----- Data for this task
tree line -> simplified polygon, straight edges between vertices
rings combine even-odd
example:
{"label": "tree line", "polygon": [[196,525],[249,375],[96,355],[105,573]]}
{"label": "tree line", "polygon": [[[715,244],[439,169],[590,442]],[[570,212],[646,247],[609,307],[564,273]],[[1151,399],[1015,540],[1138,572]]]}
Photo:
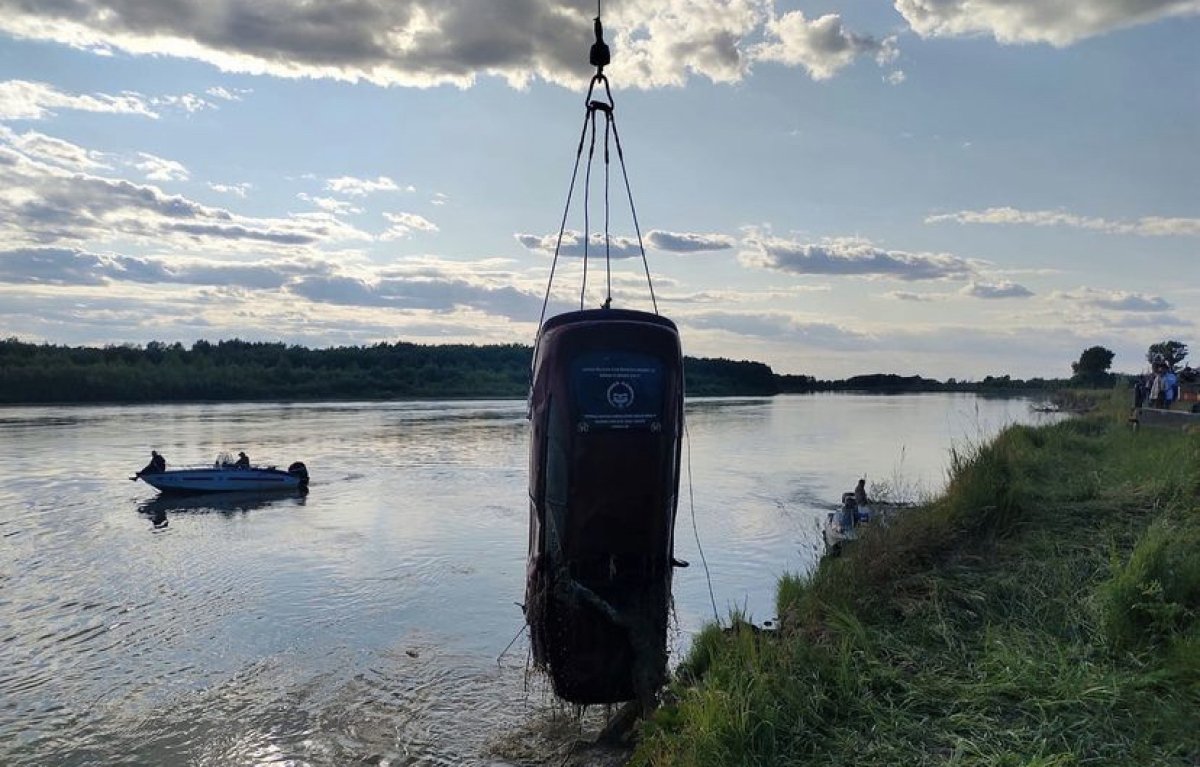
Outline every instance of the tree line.
{"label": "tree line", "polygon": [[[523,397],[532,348],[408,342],[312,349],[278,342],[151,341],[71,347],[0,340],[0,403]],[[812,391],[1058,389],[1068,379],[988,376],[979,382],[874,373],[827,380],[769,365],[684,358],[692,396]]]}

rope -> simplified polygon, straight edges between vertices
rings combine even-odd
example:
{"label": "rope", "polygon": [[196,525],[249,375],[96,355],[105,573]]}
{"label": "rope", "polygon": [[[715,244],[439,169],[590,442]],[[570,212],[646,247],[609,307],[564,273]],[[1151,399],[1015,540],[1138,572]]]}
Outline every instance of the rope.
{"label": "rope", "polygon": [[683,418],[683,437],[688,443],[688,503],[691,505],[691,532],[696,537],[696,551],[700,552],[700,563],[704,565],[704,580],[708,581],[708,599],[713,603],[713,621],[721,624],[721,616],[716,611],[716,595],[713,593],[713,575],[708,571],[708,558],[704,557],[704,547],[700,545],[700,528],[696,526],[696,491],[691,486],[691,431],[688,429],[688,417]]}
{"label": "rope", "polygon": [[[580,158],[583,157],[583,139],[588,134],[588,115],[583,116],[583,130],[580,131],[580,145],[575,150],[575,168],[571,170],[571,184],[566,188],[566,204],[563,206],[563,220],[558,224],[558,240],[554,242],[554,259],[550,263],[550,280],[546,281],[546,298],[541,301],[541,314],[538,316],[538,337],[541,337],[541,324],[546,319],[546,306],[550,305],[550,289],[554,284],[554,269],[558,266],[558,253],[563,248],[563,233],[566,232],[566,214],[571,210],[571,197],[575,194],[575,181],[580,175]],[[534,340],[536,348],[538,341]]]}
{"label": "rope", "polygon": [[634,215],[634,230],[637,233],[637,250],[642,253],[642,266],[646,269],[646,286],[650,289],[650,302],[654,313],[659,313],[659,301],[654,298],[654,281],[650,280],[650,262],[646,258],[646,245],[642,244],[642,227],[637,223],[637,206],[634,205],[634,192],[629,187],[629,172],[625,170],[625,152],[620,148],[620,134],[617,132],[617,120],[612,121],[612,136],[617,142],[617,157],[620,160],[620,174],[625,179],[625,194],[629,197],[629,211]]}
{"label": "rope", "polygon": [[608,294],[605,296],[604,307],[612,306],[612,257],[608,245],[612,238],[608,234],[608,126],[612,124],[612,113],[604,121],[604,268],[608,274]]}
{"label": "rope", "polygon": [[[583,311],[583,294],[588,289],[588,240],[592,239],[592,218],[589,215],[592,205],[589,204],[589,199],[592,194],[592,161],[596,154],[595,109],[588,109],[588,116],[592,119],[592,140],[588,143],[588,168],[583,175],[583,283],[580,286],[580,311]],[[607,203],[607,200],[605,202]]]}
{"label": "rope", "polygon": [[[583,181],[583,277],[580,284],[580,310],[582,311],[587,304],[587,289],[588,289],[588,266],[590,260],[590,242],[592,242],[592,214],[590,214],[590,196],[592,196],[592,166],[595,162],[595,145],[596,145],[596,112],[602,112],[605,115],[605,127],[604,127],[604,163],[605,163],[605,175],[604,175],[604,245],[605,245],[605,301],[604,307],[608,308],[612,305],[612,208],[611,208],[611,175],[612,175],[612,155],[610,151],[610,140],[617,146],[617,158],[620,161],[620,175],[625,184],[625,197],[629,200],[629,210],[634,220],[634,230],[637,234],[637,250],[642,257],[642,269],[646,271],[646,284],[650,293],[650,304],[654,308],[654,313],[659,313],[659,300],[654,294],[654,280],[650,276],[650,264],[646,256],[646,242],[642,238],[642,227],[637,220],[637,208],[634,204],[634,192],[629,184],[629,169],[625,167],[625,151],[620,145],[620,133],[617,131],[617,118],[613,114],[616,103],[612,97],[612,88],[608,84],[608,78],[604,74],[604,67],[611,61],[611,53],[608,46],[604,42],[604,28],[600,24],[600,1],[596,0],[596,17],[594,19],[595,28],[595,42],[592,44],[589,52],[589,61],[596,67],[596,73],[592,77],[592,82],[588,84],[588,92],[583,100],[587,112],[583,115],[583,127],[580,132],[580,143],[575,150],[575,167],[571,170],[571,184],[566,191],[566,204],[563,206],[563,217],[558,226],[558,239],[554,242],[554,258],[550,266],[550,278],[546,281],[546,294],[542,298],[541,312],[538,316],[538,335],[534,338],[534,358],[536,359],[538,342],[541,340],[541,326],[546,320],[546,308],[550,306],[550,295],[553,292],[554,275],[558,270],[558,258],[562,254],[563,238],[566,233],[566,217],[571,209],[571,198],[575,194],[575,182],[578,180],[580,162],[583,157],[583,143],[588,142],[588,166],[584,172]],[[592,94],[595,92],[596,85],[604,85],[604,96],[607,101],[602,98],[593,100]],[[590,128],[590,130],[589,130]]]}

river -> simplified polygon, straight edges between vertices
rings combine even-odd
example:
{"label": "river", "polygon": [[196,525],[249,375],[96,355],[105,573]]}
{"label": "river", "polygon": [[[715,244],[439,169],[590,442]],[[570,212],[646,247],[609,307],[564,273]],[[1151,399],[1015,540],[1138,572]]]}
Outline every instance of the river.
----------
• **Exercise brief**: Leave the pictures out and write out every entry exactly as given.

• **Full output**:
tree line -> simplified polygon, straight edges between vertices
rings combine even-odd
example:
{"label": "tree line", "polygon": [[196,525],[249,375],[96,355],[105,573]]}
{"label": "tree line", "polygon": [[[715,244],[439,169],[590,442]],[[570,212],[646,247],[609,307],[564,273]],[[1151,399],[1015,540],[1138,572]]]}
Photo:
Outline every instance of the tree line.
{"label": "tree line", "polygon": [[[523,397],[532,348],[408,342],[312,349],[278,342],[151,341],[71,347],[0,340],[0,403]],[[812,391],[1058,389],[1068,379],[988,376],[979,382],[874,373],[827,380],[769,365],[684,358],[692,396]]]}

rope -> simplified polygon, straight edges between vertices
rings combine even-odd
example:
{"label": "rope", "polygon": [[196,525],[249,375],[96,355],[105,573]]}
{"label": "rope", "polygon": [[[715,244],[439,169],[590,442]],[[570,212],[646,247],[609,307],[564,273]],[[1151,399],[1015,540],[1138,572]]]}
Outline every instance of the rope.
{"label": "rope", "polygon": [[683,418],[683,437],[688,443],[688,503],[691,505],[691,532],[696,537],[696,551],[700,552],[700,563],[704,565],[704,580],[708,581],[708,599],[713,603],[713,621],[721,624],[721,616],[716,611],[716,595],[713,593],[713,575],[708,571],[708,558],[704,557],[704,547],[700,545],[700,528],[696,526],[696,491],[691,486],[691,431],[688,429],[688,417]]}
{"label": "rope", "polygon": [[[580,158],[583,157],[583,139],[588,134],[588,115],[583,116],[583,130],[580,131],[580,145],[575,150],[575,168],[571,170],[571,184],[566,188],[566,204],[563,206],[563,220],[558,224],[558,240],[554,242],[554,259],[550,263],[550,280],[546,281],[546,298],[541,301],[541,314],[538,316],[538,337],[541,337],[541,324],[546,319],[546,306],[550,305],[550,289],[554,284],[554,269],[558,266],[558,253],[563,248],[563,233],[566,232],[566,214],[571,210],[571,197],[575,194],[575,181],[580,175]],[[534,340],[536,348],[538,341]]]}
{"label": "rope", "polygon": [[634,215],[634,230],[637,233],[637,250],[642,253],[642,266],[646,269],[646,286],[650,289],[650,302],[654,313],[659,313],[659,301],[654,298],[654,281],[650,280],[650,262],[646,258],[646,245],[642,244],[642,227],[637,223],[637,206],[634,205],[634,192],[629,187],[629,172],[625,170],[625,152],[620,148],[620,134],[617,132],[617,120],[612,121],[612,136],[617,142],[617,157],[620,160],[620,174],[625,179],[625,194],[629,197],[629,211]]}
{"label": "rope", "polygon": [[608,294],[605,296],[604,307],[612,306],[612,257],[608,245],[612,238],[608,234],[608,126],[612,124],[612,113],[604,121],[604,268],[608,274]]}
{"label": "rope", "polygon": [[[583,311],[583,294],[588,289],[588,240],[592,239],[592,218],[589,215],[592,205],[589,204],[589,199],[592,194],[592,161],[596,154],[595,109],[588,109],[588,116],[592,119],[592,140],[588,143],[588,168],[583,175],[583,283],[580,286],[580,311]],[[607,203],[607,200],[605,202]]]}
{"label": "rope", "polygon": [[[583,181],[583,277],[580,284],[580,310],[582,311],[587,304],[587,289],[588,289],[588,266],[590,260],[590,242],[592,242],[592,214],[590,214],[590,196],[592,196],[592,166],[595,162],[595,145],[596,145],[596,112],[602,112],[605,115],[605,127],[604,127],[604,163],[605,163],[605,175],[604,175],[604,245],[605,245],[605,301],[604,307],[608,308],[612,305],[612,208],[611,208],[611,175],[612,175],[612,155],[610,151],[610,140],[617,146],[617,158],[620,161],[620,175],[625,184],[625,197],[629,200],[629,210],[634,220],[634,230],[637,234],[637,250],[642,257],[642,269],[646,271],[646,284],[650,293],[650,304],[654,308],[654,313],[659,313],[659,300],[654,294],[654,280],[650,276],[650,264],[646,256],[646,242],[642,238],[642,227],[637,220],[637,208],[634,204],[634,192],[629,184],[629,169],[625,167],[625,151],[620,145],[620,133],[617,131],[617,118],[613,114],[616,103],[612,97],[612,88],[608,84],[608,78],[604,74],[604,67],[611,61],[611,53],[608,46],[604,42],[604,28],[600,24],[600,1],[596,0],[596,17],[594,19],[595,28],[595,42],[592,44],[589,52],[589,61],[596,67],[596,73],[592,77],[592,82],[588,84],[588,92],[583,100],[587,112],[583,115],[583,127],[580,132],[580,143],[575,150],[575,167],[571,170],[571,184],[566,191],[566,204],[563,206],[563,217],[558,226],[558,239],[554,242],[554,258],[550,266],[550,278],[546,281],[546,294],[542,298],[541,312],[538,316],[538,335],[534,338],[534,358],[536,359],[538,342],[541,340],[541,326],[546,320],[546,308],[550,306],[550,295],[553,292],[554,275],[558,270],[558,258],[562,254],[563,238],[566,233],[566,217],[571,209],[571,198],[575,194],[575,182],[578,180],[580,162],[583,157],[583,143],[588,142],[588,166],[584,172]],[[592,94],[595,92],[596,85],[604,85],[604,96],[607,101],[602,98],[593,100]],[[590,128],[590,130],[589,130]]]}

river -> simplified polygon, straight edges between vertices
rings combine even-odd
example:
{"label": "river", "polygon": [[196,525],[249,375],[96,355],[105,573]]}
{"label": "river", "polygon": [[[715,244],[439,169],[590,442]],[[570,212],[646,247],[609,307],[564,273]],[[1151,399],[1015,540],[1138,572]]]}
Outline every instance of the river.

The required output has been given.